PASSAGE TO READ:
By | January 24th, 2019
Posted in Reviews | % Comments

The task of rebooting anything with a twenty-year history is a daunting one, and inasmuch as a relaunch aims to attract new readers it must still appeal to fans of the original incarnation of the property. With “Buffy the Vampire Slayer,” Boom! Studios sets out to do just that by driving a stake into the heart of past incarnations in favor of a new take on the slayer from Sunnydale. But does it go far enough to distance itself from what came before in this premier issue?

Cover by Matthew Taylor
Written by Jordie Bellaire
Illustrated by Dan Mora
Colored by Raúl Angulo
Lettered by Ed Dukeshire

• Go back to the beginning as the critically acclaimed pop culture phenomenon Buffy The Vampire Slayer is reimagined under the guidance of series creator Joss Whedon.
• This is the Buffy Summers you know, who wants what every average teenager wants: friends at her new school, decent grades, and to escape her imposed destiny as the next in a long line of vampire slayers tasked with defeating the forces of evil.
• But her world looks a lot more like the one outside your window, as Eisner Award-Nominated writer Jordie Bellaire (Redlands) and Russ Manning Award-Winner Dan Mora (Saban’s Go Go Power Rangers) bring Buffy into a new era with new challenges, new friends…and a few enemies you might already recognize. But the more things change, the more they stay the same, as the Gang faces brand new Big Bads, and the threat lurking beneath the perfectly manicured exterior of Sunnydale High confirms what every teenager has always known: high school truly is hell.
• WELCOME BACK TO THE HELLMOUTH, FOR THE FIRST TIME!

TASKS FOR THIS EXERCISE:
1 - Answer these questions about the review above, one per line:
(a) Who wrote the comic?
(b) Which publisher is relaunching "Buffy the Vampire Slayer"?
(c) Under whose guidance is the series reimagined?
2 - Summarize the review above in two sentences.
3 - Return the part of the review above starting with "The task of" and going on through "creator Joss Whedon.".

COLLECTED DATA:
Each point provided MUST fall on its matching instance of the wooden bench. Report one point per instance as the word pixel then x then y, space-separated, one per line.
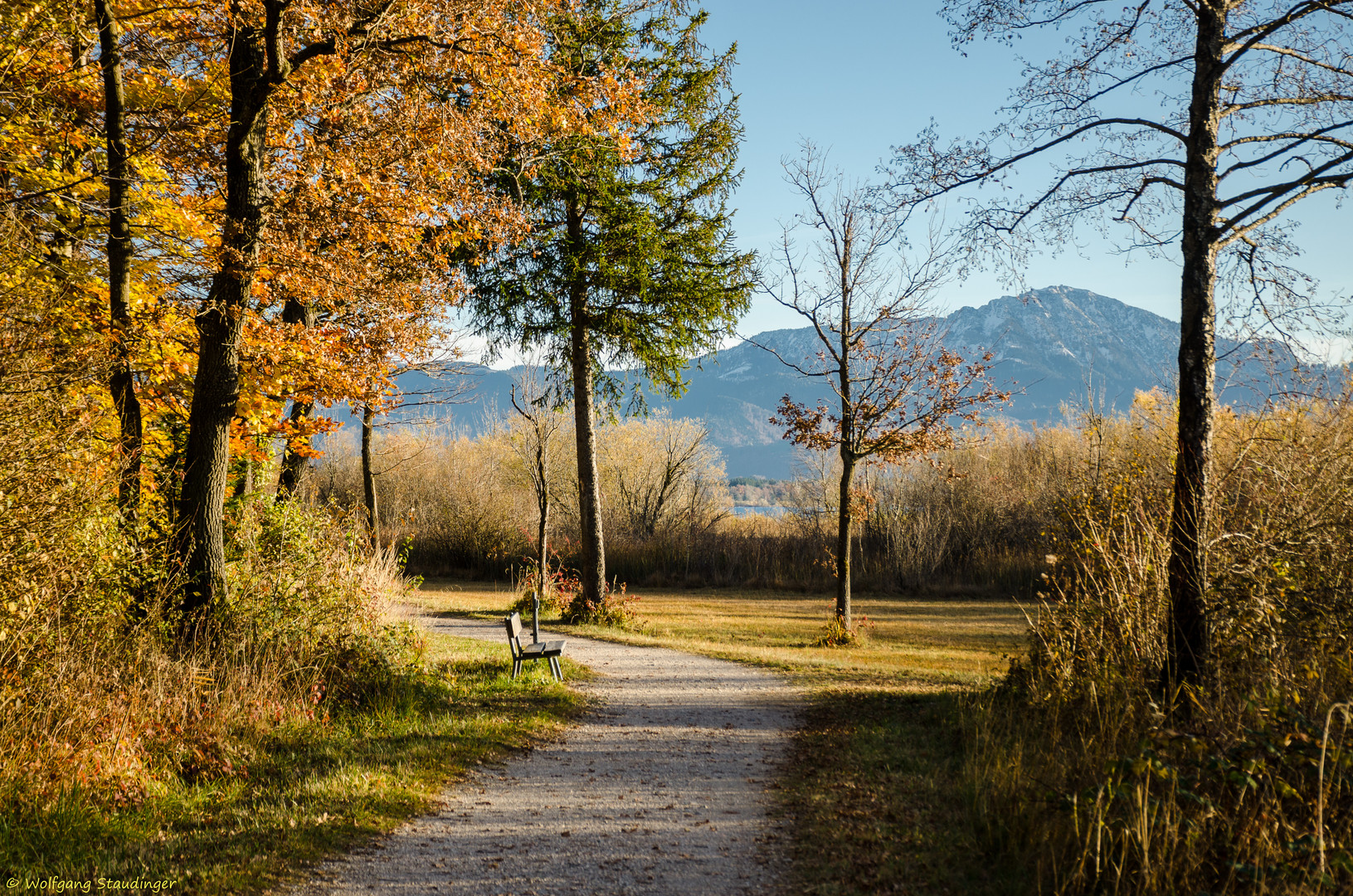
pixel 540 650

SOLUTIONS TO THE PROBLEMS:
1 -
(a) Jordie Bellaire
(b) Boom! Studios
(c) Series creator Joss Whedon

2 - Boom! Studios is relaunching "Buffy the Vampire Slayer" with a new take on the slayer from Sunnydale. The comic is written by Jordie Bellaire and illustrated by Dan Mora, and it sets Buffy Summers in a new era with new challenges, new friends, and brand new Big Bads at Sunnydale High.

3 -
The task of rebooting anything with a twenty-year history is a daunting one, and inasmuch as a relaunch aims to attract new readers it must still appeal to fans of the original incarnation of the property. With “Buffy the Vampire Slayer,” Boom! Studios sets out to do just that by driving a stake into the heart of past incarnations in favor of a new take on the slayer from Sunnydale. But does it go far enough to distance itself from what came before in this premier issue?

Cover by Matthew Taylor
Written by Jordie Bellaire
Illustrated by Dan Mora
Colored by Raúl Angulo
Lettered by Ed Dukeshire

• Go back to the beginning as the critically acclaimed pop culture phenomenon Buffy The Vampire Slayer is reimagined under the guidance of series creator Joss Whedon.